TEXTO PROPORCIONADO:
========

Gonzalo Rodríguez-Jurado Saro

miércoles, 8 de abril de 2020

Este mundo chupi guay


En este mundo chupi guay en el que nos hemos metido nosotros solitos, porque es verdad que los que nos pastorean no hacen más que darnos gusto. En este mundo, digo no cabe la infelicidad. Hemos llegado a la monstruosidad de que una pandemia que nos arrasa, que nos causa centenares de bajas diarias, casi todos ellos muertos solos, metidos en un ataúd con una etiqueta y puestos en fila para ser enterrados o incinerados, hay que presentarla en los medios como “algo positivo”. Y no estoy diciendo ninguna barbaridad, que esa y no otra es la consigna de casi todos los medios de comunicación. Al menos, de todos los que dependen del maná gubernamental para su subsistencia. Y no digamos para la placentera existencia de sus consejeros, directivos y altos ejecutivos.

========

INFORMACIÓN:
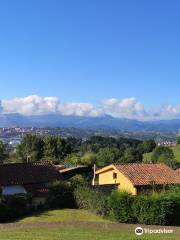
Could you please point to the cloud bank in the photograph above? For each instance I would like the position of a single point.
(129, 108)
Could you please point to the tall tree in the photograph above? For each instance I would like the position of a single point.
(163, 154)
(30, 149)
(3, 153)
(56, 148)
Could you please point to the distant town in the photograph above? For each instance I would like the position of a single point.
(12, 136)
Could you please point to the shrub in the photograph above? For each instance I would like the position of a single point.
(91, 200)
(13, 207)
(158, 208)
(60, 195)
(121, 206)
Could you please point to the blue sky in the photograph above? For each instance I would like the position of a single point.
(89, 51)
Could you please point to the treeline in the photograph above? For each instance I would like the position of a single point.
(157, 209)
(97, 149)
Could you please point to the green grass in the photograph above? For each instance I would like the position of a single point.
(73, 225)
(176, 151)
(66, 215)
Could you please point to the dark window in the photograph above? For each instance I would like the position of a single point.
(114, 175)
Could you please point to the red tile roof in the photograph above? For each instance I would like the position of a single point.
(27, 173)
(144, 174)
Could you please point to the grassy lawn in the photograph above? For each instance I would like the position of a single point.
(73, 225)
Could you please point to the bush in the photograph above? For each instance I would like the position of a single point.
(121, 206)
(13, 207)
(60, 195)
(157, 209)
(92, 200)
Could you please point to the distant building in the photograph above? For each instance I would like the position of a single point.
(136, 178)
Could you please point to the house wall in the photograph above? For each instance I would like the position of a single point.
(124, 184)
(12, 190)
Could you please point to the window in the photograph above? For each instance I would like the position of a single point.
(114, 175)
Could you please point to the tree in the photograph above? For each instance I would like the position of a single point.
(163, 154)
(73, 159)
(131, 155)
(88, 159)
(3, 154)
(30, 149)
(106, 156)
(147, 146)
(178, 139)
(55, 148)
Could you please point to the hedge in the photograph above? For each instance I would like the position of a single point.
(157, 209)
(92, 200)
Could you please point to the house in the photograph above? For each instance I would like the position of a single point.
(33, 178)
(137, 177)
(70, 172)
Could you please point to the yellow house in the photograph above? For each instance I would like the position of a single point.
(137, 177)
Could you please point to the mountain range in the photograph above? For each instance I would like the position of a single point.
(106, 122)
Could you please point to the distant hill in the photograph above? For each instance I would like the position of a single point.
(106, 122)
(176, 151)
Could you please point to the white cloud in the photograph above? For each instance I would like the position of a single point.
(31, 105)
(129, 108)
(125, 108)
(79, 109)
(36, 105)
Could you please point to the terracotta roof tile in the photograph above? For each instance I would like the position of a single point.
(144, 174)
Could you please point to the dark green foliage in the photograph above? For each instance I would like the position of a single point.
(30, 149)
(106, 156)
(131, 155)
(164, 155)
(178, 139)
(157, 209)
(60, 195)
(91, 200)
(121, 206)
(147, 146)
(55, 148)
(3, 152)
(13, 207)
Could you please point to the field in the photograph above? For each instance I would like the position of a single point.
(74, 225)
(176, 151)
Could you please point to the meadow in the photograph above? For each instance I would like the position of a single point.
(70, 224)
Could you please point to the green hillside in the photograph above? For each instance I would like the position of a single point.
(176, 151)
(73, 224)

========

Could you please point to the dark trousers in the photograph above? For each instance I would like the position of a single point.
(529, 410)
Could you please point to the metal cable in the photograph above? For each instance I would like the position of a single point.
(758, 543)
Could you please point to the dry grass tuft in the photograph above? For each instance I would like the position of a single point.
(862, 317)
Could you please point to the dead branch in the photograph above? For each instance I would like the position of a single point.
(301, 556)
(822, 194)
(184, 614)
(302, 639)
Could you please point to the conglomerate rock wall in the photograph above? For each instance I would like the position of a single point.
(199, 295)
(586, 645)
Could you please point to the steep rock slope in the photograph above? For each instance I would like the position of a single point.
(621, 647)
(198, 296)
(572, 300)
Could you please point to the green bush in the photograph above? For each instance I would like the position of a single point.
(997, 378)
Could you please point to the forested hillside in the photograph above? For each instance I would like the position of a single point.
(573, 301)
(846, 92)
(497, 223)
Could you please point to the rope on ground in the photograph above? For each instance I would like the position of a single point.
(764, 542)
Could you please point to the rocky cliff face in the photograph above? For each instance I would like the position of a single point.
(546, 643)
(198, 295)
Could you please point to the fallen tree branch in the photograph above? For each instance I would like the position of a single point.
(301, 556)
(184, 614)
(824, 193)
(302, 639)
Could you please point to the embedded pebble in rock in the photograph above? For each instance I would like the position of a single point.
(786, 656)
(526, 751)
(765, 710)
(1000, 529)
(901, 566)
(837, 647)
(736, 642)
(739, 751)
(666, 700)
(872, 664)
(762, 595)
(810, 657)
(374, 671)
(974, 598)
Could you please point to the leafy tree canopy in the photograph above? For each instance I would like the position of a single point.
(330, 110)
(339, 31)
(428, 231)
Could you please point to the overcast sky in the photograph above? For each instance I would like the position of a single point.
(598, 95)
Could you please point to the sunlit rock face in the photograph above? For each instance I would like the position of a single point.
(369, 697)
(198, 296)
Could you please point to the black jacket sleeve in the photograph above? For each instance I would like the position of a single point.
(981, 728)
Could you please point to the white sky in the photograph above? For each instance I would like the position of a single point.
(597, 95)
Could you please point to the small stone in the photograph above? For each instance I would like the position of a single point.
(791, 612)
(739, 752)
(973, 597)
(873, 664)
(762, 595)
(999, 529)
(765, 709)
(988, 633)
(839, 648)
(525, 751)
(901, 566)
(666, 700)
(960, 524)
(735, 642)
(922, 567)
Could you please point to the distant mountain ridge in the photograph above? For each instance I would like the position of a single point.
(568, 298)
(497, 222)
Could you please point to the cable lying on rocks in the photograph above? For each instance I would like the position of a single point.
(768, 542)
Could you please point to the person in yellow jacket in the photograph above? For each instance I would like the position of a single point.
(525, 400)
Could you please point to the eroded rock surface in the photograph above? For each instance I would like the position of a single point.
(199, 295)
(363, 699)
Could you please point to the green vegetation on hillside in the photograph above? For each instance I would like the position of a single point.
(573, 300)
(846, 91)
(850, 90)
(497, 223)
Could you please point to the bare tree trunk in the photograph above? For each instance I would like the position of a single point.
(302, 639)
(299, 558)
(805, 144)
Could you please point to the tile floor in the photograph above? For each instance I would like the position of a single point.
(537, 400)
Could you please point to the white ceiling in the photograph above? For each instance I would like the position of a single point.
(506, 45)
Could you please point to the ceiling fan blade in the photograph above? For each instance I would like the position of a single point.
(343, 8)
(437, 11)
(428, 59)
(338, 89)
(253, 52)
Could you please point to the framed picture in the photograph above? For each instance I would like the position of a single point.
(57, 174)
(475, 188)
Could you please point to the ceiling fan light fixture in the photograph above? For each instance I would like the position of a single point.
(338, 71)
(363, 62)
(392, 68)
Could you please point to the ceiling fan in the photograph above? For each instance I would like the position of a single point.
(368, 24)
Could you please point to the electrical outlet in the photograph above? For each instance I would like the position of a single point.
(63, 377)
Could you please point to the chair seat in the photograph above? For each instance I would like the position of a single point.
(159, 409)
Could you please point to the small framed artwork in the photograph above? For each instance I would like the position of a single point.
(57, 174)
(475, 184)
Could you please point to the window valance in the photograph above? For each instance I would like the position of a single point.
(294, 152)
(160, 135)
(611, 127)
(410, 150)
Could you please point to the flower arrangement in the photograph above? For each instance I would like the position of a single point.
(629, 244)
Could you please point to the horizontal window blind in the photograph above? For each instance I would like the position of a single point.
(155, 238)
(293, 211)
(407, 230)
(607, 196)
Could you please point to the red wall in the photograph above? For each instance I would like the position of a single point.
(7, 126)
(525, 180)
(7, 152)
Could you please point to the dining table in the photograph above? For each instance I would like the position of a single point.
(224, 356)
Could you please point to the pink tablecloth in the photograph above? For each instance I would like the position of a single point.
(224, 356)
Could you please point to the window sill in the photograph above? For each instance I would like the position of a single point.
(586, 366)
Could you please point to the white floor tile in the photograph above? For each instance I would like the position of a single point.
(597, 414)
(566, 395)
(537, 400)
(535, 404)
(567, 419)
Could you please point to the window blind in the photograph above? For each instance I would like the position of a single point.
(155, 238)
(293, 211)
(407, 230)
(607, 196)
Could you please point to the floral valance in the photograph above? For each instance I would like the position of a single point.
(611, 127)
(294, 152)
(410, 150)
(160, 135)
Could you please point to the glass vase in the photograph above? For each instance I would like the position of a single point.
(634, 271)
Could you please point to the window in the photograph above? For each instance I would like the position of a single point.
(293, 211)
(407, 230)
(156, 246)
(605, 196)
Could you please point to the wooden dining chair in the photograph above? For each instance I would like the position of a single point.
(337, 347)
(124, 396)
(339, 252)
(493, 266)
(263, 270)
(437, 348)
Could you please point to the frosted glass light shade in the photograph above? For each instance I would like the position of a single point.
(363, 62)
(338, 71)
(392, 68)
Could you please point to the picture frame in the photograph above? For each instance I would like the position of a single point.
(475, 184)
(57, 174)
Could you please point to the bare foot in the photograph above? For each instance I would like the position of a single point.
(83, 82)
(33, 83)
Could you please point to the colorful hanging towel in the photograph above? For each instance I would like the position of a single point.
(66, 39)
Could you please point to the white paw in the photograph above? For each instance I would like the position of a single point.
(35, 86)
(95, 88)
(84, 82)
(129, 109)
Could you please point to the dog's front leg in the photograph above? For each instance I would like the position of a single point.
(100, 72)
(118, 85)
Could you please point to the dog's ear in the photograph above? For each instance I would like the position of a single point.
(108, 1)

========

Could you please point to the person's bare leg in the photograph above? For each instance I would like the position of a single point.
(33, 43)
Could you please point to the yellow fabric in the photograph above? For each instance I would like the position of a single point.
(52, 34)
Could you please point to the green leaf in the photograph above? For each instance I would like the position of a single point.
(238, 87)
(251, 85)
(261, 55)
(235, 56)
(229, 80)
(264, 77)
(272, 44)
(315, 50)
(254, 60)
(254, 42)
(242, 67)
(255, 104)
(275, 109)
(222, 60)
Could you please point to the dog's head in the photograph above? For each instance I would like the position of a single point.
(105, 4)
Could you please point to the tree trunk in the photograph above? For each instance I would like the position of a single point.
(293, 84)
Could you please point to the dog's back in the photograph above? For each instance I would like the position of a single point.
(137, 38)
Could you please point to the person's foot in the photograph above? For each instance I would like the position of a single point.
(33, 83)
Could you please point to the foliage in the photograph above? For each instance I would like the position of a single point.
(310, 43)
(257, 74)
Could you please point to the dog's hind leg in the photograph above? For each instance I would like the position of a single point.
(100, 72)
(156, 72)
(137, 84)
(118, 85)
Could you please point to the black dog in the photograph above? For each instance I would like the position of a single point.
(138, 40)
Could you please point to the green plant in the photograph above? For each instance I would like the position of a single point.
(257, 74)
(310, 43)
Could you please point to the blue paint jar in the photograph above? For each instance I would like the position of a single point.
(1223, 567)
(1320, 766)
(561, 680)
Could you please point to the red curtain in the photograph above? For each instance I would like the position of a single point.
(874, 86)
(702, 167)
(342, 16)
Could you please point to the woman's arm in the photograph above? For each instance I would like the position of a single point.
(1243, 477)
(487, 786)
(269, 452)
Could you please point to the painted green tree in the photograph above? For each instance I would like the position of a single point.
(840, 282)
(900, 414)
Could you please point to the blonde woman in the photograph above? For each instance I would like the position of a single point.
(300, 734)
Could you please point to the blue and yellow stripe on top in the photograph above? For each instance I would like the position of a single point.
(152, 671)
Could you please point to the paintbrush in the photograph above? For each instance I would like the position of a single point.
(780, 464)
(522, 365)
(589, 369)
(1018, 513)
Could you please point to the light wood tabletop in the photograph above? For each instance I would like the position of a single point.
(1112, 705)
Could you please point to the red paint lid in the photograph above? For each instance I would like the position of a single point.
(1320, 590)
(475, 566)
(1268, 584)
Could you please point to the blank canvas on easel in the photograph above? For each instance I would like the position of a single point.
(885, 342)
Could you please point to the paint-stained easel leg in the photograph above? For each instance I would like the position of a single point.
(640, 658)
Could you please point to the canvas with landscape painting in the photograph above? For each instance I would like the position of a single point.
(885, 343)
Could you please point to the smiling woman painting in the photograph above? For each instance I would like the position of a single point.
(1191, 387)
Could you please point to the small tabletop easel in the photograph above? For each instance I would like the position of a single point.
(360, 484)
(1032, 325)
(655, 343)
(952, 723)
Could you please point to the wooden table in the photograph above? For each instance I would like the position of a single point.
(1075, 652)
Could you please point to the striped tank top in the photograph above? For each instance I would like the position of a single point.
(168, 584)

========

REQUISITO: Repite literalmente el pasaje del artículo «Este mundo chupi guay» que va desde "Gonzalo Rodríguez-Jurado Saro" hasta "y altos ejecutivos.". Los registros no son necesarios.

TAREA RESUELTA:
Gonzalo Rodríguez-Jurado Saro

miércoles, 8 de abril de 2020

Este mundo chupi guay


En este mundo chupi guay en el que nos hemos metido nosotros solitos, porque es verdad que los que nos pastorean no hacen más que darnos gusto. En este mundo, digo no cabe la infelicidad. Hemos llegado a la monstruosidad de que una pandemia que nos arrasa, que nos causa centenares de bajas diarias, casi todos ellos muertos solos, metidos en un ataúd con una etiqueta y puestos en fila para ser enterrados o incinerados, hay que presentarla en los medios como “algo positivo”. Y no estoy diciendo ninguna barbaridad, que esa y no otra es la consigna de casi todos los medios de comunicación. Al menos, de todos los que dependen del maná gubernamental para su subsistencia. Y no digamos para la placentera existencia de sus consejeros, directivos y altos ejecutivos.